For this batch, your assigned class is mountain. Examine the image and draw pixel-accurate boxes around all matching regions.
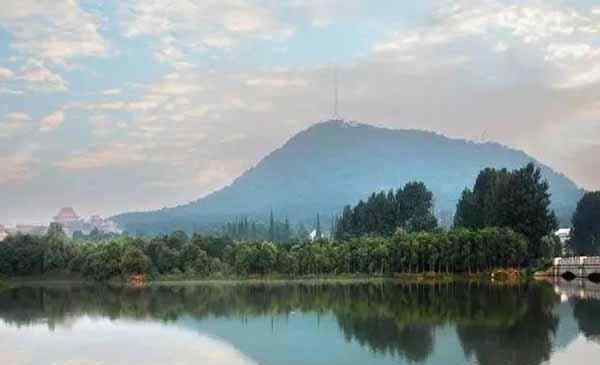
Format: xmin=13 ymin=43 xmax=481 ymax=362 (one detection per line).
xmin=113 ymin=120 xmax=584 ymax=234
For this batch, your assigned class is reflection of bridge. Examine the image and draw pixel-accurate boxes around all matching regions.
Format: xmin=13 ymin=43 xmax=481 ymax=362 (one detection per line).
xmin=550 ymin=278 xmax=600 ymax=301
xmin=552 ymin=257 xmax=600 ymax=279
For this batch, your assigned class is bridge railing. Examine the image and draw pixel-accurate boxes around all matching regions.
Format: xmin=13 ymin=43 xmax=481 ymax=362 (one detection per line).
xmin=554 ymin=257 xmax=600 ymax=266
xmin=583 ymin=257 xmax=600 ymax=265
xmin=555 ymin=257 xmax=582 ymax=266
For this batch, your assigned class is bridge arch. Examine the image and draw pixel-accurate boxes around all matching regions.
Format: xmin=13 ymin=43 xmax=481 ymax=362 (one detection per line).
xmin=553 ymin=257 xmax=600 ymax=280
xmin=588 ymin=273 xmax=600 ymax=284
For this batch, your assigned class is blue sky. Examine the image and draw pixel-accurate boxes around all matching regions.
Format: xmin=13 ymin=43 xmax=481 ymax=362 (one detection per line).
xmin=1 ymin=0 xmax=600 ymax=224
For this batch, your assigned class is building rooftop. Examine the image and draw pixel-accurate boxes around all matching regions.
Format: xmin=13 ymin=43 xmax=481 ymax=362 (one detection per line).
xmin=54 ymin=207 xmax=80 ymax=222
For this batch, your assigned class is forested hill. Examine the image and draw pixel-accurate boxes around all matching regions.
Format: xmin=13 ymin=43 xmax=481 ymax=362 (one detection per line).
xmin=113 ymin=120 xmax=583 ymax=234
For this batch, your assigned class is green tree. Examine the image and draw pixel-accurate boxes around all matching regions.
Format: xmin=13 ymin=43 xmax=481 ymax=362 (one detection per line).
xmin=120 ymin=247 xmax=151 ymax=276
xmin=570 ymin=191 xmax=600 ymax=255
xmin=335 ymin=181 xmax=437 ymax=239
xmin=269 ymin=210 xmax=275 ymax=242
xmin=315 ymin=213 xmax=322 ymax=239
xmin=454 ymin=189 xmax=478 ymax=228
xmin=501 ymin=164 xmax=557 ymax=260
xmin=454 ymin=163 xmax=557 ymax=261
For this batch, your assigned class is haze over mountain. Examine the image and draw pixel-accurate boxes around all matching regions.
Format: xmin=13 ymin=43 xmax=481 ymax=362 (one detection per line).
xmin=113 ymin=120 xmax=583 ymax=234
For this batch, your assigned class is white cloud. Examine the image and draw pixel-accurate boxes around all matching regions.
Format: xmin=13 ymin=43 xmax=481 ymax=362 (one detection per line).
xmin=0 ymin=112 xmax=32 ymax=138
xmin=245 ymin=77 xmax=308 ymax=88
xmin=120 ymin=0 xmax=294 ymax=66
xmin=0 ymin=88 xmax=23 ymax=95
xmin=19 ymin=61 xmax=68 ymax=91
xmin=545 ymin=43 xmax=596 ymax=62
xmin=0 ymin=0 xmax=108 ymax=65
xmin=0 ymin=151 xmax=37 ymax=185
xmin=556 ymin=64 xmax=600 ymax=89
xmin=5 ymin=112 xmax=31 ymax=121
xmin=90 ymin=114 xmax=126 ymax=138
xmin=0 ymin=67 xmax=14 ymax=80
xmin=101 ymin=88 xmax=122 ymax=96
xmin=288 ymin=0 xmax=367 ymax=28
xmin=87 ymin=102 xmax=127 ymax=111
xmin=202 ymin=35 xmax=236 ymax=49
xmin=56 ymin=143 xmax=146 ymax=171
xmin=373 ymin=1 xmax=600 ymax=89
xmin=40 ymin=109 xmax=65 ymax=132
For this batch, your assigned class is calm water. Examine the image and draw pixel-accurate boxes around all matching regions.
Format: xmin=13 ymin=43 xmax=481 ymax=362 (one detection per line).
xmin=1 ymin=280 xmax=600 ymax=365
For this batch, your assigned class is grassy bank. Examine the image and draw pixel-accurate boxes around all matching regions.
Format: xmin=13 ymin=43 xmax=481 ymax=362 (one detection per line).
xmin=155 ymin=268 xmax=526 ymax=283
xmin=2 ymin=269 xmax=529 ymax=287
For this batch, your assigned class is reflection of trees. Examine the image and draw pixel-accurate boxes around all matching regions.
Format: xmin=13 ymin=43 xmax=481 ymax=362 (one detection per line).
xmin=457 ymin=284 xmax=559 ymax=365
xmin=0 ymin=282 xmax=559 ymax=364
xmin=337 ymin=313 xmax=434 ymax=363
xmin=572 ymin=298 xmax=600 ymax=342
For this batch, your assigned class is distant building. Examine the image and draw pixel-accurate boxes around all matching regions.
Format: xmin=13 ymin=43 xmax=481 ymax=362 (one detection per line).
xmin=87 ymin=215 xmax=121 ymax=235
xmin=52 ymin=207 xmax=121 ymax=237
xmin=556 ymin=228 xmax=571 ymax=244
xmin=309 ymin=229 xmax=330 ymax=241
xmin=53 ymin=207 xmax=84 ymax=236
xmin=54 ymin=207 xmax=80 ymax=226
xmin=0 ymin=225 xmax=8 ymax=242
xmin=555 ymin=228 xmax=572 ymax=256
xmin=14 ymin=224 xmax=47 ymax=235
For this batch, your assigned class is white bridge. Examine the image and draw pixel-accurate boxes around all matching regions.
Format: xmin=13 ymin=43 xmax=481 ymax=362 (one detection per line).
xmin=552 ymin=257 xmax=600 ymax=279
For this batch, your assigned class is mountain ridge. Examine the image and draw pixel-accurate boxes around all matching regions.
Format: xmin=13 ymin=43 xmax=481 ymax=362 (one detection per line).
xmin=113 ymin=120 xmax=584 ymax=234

*Try it*.
Quote the listing above, but only from the line that shows "For this batch, your assigned class is reflection of bridge." through the line that shows "For this batch, your assigned class is green".

*Solution for this exercise*.
For this batch, your assigned class is reflection of bridge. Examine the image and draw pixel-accurate boxes around all matching regions.
Format: xmin=13 ymin=43 xmax=481 ymax=362 (one detection per line).
xmin=550 ymin=278 xmax=600 ymax=301
xmin=552 ymin=257 xmax=600 ymax=279
For this batch, your assigned class is bridge railing. Examine the image and draw pixel-accurate boxes around all matching regions.
Format: xmin=13 ymin=43 xmax=481 ymax=362 (one detection per line).
xmin=554 ymin=257 xmax=600 ymax=266
xmin=583 ymin=257 xmax=600 ymax=265
xmin=555 ymin=257 xmax=582 ymax=266
For this batch, your assigned class is bridge arch. Examine the image and draw pixel-accurate boxes around all matching regions.
Format: xmin=13 ymin=43 xmax=481 ymax=362 (one detection per line).
xmin=553 ymin=257 xmax=600 ymax=280
xmin=588 ymin=273 xmax=600 ymax=284
For this batch, your assigned class is blue sky. Examine the image and draw pixel-accurate boxes around all matching regions.
Format: xmin=13 ymin=43 xmax=481 ymax=362 (one detection per line).
xmin=1 ymin=0 xmax=600 ymax=224
For this batch, your assigned class is building rooftop. Examine the image and draw pixel-accurate boxes around all matching regions.
Format: xmin=13 ymin=43 xmax=481 ymax=362 (one detection per line).
xmin=54 ymin=207 xmax=80 ymax=222
For this batch, your assigned class is forested hill. Examine the image and draw pixel-accurate boxes around all matching regions.
Format: xmin=13 ymin=43 xmax=481 ymax=362 (one detection per line).
xmin=113 ymin=120 xmax=583 ymax=234
For this batch, your assigned class is green tree. Examine the image and draw pixel-accurate boxes around all matching regions.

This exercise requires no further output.